*Exercise prompt:*
Show every line from the data below that includes "duck".

*Working data:*
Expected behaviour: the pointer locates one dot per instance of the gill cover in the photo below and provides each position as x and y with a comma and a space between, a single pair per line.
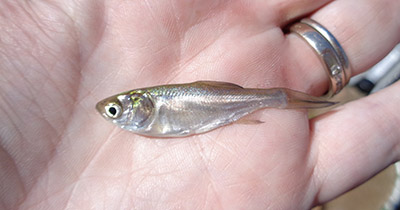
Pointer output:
142, 107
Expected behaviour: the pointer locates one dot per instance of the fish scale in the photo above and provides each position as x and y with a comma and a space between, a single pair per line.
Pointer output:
192, 108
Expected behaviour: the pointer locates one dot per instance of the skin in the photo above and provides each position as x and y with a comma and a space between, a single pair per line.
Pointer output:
58, 58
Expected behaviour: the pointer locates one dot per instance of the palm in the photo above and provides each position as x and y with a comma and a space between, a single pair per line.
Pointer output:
66, 154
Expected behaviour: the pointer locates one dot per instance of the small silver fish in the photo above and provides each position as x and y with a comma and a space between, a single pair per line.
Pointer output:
192, 108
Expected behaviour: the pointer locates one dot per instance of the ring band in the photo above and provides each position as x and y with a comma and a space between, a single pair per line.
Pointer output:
329, 52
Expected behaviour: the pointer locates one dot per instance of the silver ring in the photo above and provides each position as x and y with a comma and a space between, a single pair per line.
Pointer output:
329, 52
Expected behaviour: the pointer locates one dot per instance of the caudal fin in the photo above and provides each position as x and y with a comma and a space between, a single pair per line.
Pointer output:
299, 100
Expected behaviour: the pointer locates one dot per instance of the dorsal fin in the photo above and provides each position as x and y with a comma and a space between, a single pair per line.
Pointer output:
219, 84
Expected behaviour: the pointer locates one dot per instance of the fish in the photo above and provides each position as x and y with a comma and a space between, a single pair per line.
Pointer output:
180, 110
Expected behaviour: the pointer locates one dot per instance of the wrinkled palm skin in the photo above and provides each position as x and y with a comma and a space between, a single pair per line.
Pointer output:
58, 58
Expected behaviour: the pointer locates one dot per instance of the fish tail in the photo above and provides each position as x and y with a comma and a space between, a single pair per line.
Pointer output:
299, 100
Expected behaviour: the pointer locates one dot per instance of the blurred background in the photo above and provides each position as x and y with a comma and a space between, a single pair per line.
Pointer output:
382, 191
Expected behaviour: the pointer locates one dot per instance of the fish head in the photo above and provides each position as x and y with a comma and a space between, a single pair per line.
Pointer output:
131, 110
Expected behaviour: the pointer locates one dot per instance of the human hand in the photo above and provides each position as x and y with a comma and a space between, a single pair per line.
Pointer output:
58, 59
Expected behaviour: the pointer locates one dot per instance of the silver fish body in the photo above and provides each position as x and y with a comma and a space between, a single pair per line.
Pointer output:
193, 108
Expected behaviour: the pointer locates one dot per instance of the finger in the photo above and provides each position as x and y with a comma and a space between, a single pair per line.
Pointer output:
356, 141
367, 30
285, 11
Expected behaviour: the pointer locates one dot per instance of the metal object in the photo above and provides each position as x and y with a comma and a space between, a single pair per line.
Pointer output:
329, 52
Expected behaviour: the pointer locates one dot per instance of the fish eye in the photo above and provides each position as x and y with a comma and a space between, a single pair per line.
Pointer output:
113, 110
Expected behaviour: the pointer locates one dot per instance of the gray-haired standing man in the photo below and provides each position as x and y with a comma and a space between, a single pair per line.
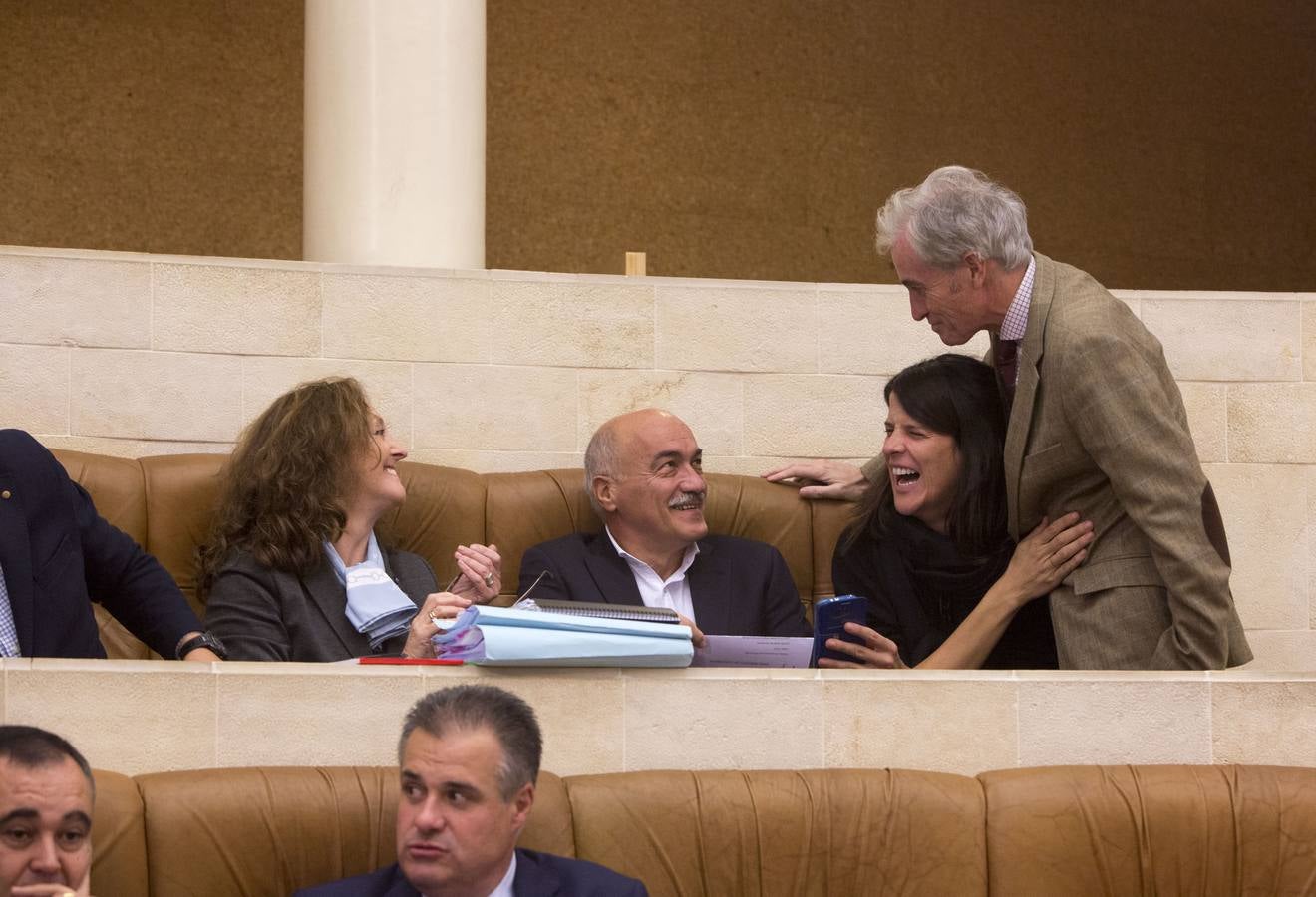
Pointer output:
1097, 427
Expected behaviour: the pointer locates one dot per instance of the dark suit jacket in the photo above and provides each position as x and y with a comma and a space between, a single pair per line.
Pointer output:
270, 614
60, 555
537, 875
739, 587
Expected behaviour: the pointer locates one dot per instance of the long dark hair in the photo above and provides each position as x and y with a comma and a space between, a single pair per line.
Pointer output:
957, 396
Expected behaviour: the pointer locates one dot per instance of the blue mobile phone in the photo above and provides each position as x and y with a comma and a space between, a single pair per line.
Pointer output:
829, 620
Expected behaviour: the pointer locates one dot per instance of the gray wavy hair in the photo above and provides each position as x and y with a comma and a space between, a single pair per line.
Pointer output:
954, 212
600, 459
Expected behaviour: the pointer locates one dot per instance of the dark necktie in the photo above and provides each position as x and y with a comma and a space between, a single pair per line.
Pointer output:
1007, 367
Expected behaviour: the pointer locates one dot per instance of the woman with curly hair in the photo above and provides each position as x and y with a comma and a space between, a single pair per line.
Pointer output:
292, 570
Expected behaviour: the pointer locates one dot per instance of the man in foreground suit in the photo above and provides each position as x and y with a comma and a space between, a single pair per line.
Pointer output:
46, 794
1097, 427
644, 473
57, 555
469, 757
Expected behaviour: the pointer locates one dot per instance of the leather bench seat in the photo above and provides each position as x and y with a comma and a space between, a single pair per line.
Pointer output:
165, 502
1060, 830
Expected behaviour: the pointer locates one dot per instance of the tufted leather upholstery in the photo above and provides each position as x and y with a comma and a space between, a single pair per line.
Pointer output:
165, 502
1062, 830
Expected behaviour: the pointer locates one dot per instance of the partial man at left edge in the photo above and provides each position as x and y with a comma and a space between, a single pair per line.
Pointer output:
58, 555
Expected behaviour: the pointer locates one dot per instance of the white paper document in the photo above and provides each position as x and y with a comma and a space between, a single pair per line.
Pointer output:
755, 651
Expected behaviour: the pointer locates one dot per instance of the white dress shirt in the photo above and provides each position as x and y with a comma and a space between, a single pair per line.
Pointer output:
504, 887
658, 592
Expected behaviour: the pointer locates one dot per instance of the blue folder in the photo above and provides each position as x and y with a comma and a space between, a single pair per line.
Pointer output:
510, 637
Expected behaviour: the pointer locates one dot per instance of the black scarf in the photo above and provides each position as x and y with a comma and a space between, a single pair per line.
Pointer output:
948, 584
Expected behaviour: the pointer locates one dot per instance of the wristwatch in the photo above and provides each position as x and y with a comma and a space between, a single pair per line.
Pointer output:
202, 641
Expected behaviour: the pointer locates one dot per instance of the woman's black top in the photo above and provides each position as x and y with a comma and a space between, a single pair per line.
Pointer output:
920, 588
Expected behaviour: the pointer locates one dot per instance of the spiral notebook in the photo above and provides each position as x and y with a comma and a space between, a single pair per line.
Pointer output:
630, 612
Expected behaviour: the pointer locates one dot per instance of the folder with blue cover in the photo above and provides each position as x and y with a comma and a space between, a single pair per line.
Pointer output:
510, 637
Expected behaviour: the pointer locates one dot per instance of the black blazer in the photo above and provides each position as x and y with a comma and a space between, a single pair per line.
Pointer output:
537, 875
739, 587
270, 614
60, 555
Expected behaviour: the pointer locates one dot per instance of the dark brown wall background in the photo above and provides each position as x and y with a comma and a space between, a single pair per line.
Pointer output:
1156, 145
152, 126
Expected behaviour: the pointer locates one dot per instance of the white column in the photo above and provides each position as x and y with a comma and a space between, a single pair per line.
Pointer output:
394, 159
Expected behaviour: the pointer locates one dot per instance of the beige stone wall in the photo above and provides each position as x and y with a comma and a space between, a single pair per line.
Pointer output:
494, 371
152, 716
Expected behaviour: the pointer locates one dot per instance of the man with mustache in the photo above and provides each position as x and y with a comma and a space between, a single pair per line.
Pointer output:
644, 475
470, 757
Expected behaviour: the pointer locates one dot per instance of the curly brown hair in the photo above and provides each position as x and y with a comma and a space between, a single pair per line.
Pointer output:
284, 488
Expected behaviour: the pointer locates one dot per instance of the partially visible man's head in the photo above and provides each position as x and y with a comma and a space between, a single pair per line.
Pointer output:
644, 475
46, 794
469, 757
950, 238
955, 212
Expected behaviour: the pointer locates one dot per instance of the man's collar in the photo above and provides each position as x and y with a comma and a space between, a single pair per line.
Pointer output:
687, 559
1016, 316
504, 887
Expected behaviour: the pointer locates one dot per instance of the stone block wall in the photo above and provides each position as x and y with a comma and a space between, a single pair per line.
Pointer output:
136, 354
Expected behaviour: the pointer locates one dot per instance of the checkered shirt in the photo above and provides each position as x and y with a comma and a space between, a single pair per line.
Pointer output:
1016, 316
8, 632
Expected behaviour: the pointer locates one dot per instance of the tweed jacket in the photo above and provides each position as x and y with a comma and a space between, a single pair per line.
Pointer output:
1098, 427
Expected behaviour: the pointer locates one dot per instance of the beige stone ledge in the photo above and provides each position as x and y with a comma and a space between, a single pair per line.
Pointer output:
1311, 543
247, 311
149, 716
1228, 338
1205, 404
1273, 423
488, 407
574, 324
822, 416
34, 388
144, 395
496, 461
387, 384
870, 330
116, 448
711, 404
1265, 508
75, 301
737, 329
1282, 650
1310, 340
423, 319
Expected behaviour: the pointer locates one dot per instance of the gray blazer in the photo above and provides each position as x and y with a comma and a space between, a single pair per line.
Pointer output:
267, 614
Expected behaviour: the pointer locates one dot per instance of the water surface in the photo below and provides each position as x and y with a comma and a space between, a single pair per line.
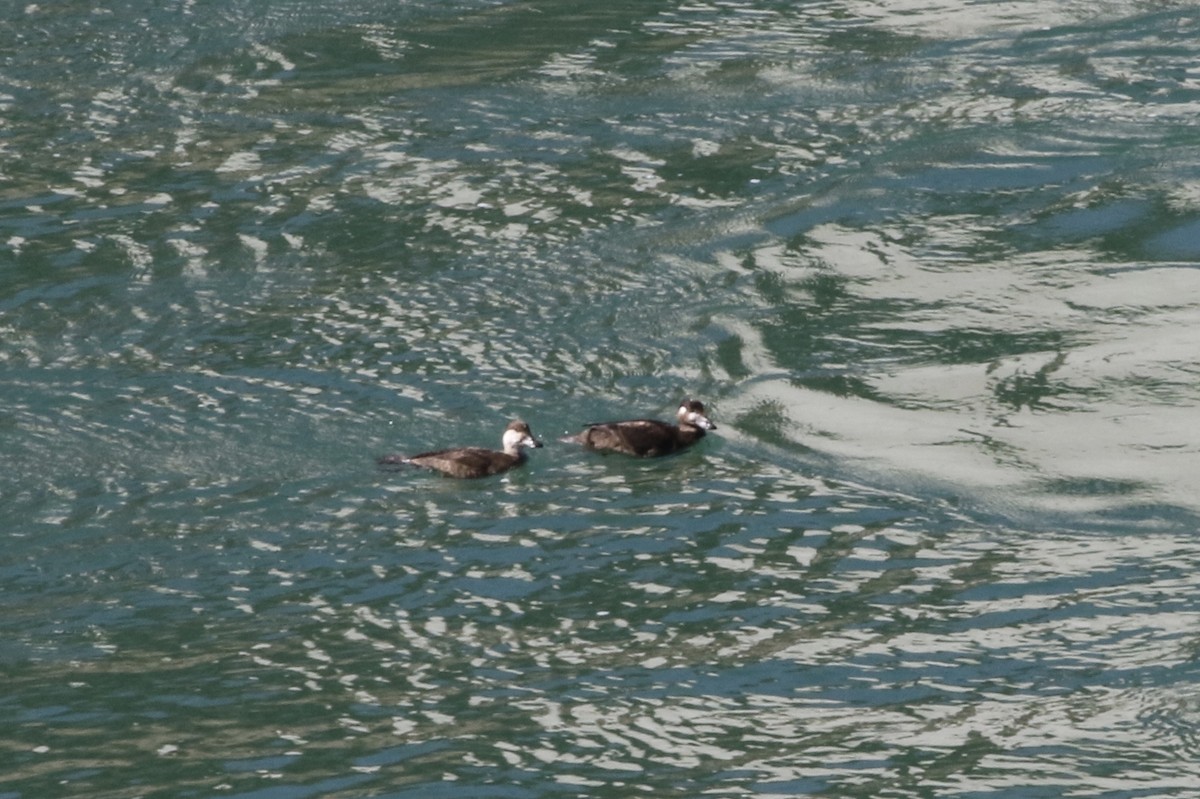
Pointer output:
933, 268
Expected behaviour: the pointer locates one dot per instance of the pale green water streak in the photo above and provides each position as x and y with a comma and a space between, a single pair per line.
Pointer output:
931, 266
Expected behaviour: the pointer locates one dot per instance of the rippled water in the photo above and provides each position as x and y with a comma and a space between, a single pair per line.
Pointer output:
933, 268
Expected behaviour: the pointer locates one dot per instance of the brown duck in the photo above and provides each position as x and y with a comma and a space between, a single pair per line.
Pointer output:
647, 438
473, 461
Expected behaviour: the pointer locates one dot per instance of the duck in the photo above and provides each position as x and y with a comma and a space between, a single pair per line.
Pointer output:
647, 438
472, 462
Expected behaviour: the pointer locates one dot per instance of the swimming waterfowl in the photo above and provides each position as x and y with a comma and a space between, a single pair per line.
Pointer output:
473, 461
647, 438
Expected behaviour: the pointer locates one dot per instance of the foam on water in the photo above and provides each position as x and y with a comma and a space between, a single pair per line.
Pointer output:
929, 265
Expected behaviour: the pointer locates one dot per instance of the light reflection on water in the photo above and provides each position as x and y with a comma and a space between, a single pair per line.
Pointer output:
930, 266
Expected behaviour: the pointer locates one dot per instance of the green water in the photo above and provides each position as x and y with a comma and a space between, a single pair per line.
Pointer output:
931, 268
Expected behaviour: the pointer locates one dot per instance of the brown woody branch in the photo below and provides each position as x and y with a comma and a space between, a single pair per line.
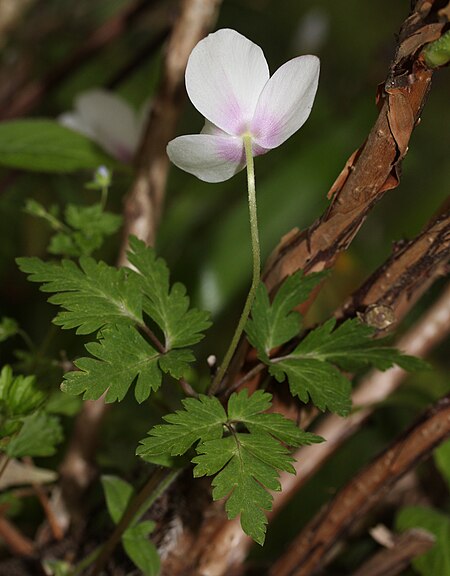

*Solution to this task:*
Expected behaviour: the pointer locates one dot per instance of the brown duck in the photo above and provides each position as x and y with a comma and a space between, a single pair per line.
Expected behaviour: the pointer locates one dot per instance of the duck in the photo above and provides each position as x and y with a comma and a space between, a single pair per line.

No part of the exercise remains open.